### Task requirements:
Reproduce the passage on Beirut's cultural scene word for word, from its first sentence to its last.

### Given passage:
═══

Now some movie theaters are opening their doors to refugees, artists are signing manifestoes against the war, commercial stations have turned into 24-hour news channels, and most restaurants and bars are closed. What was supposed to be Beirut’s first break after last year’s traumas — including the assassination of Rafik Hariri, the former prime minister — has been shattered.

“This was to be a turning point for us after years of hard work,” said Mr. Abdel Baki, 36, whose label produces both 10th-century Andalusian music and modern fusions of bossa nova and Arab rhythms. “But in 24 hours your life is suddenly turned upside down. Even if this stops now, who is going to have the energy and the stamina to produce music, organize a concert or even attend a show?”
That sentiment (that this was supposed to be a turning point) is echoed repeatedly by the participants of the arts community quoted in the article:

“The city was thriving,” said Ramsey Short, the British editor in chief of Time Out Beirut, a four-month-old publication that had become an indispensable tool to navigate Beirut’s busy cultural and entertainment scene.

═══

### Data block:
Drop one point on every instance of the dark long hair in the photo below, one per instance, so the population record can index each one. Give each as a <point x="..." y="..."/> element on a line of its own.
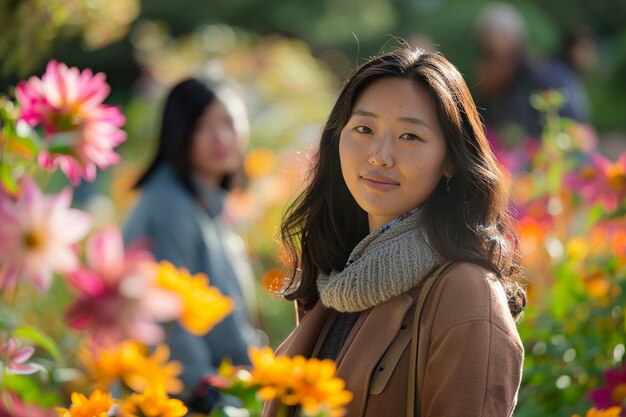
<point x="185" y="104"/>
<point x="470" y="223"/>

═══

### Response to this task:
Now some movie theaters are opening their doors to refugees, artists are signing manifestoes against the war, commercial stations have turned into 24-hour news channels, and most restaurants and bars are closed. What was supposed to be Beirut’s first break after last year’s traumas — including the assassination of Rafik Hariri, the former prime minister — has been shattered.

“This was to be a turning point for us after years of hard work,” said Mr. Abdel Baki, 36, whose label produces both 10th-century Andalusian music and modern fusions of bossa nova and Arab rhythms. “But in 24 hours your life is suddenly turned upside down. Even if this stops now, who is going to have the energy and the stamina to produce music, organize a concert or even attend a show?”
That sentiment (that this was supposed to be a turning point) is echoed repeatedly by the participants of the arts community quoted in the article:

“The city was thriving,” said Ramsey Short, the British editor in chief of Time Out Beirut, a four-month-old publication that had become an indispensable tool to navigate Beirut’s busy cultural and entertainment scene.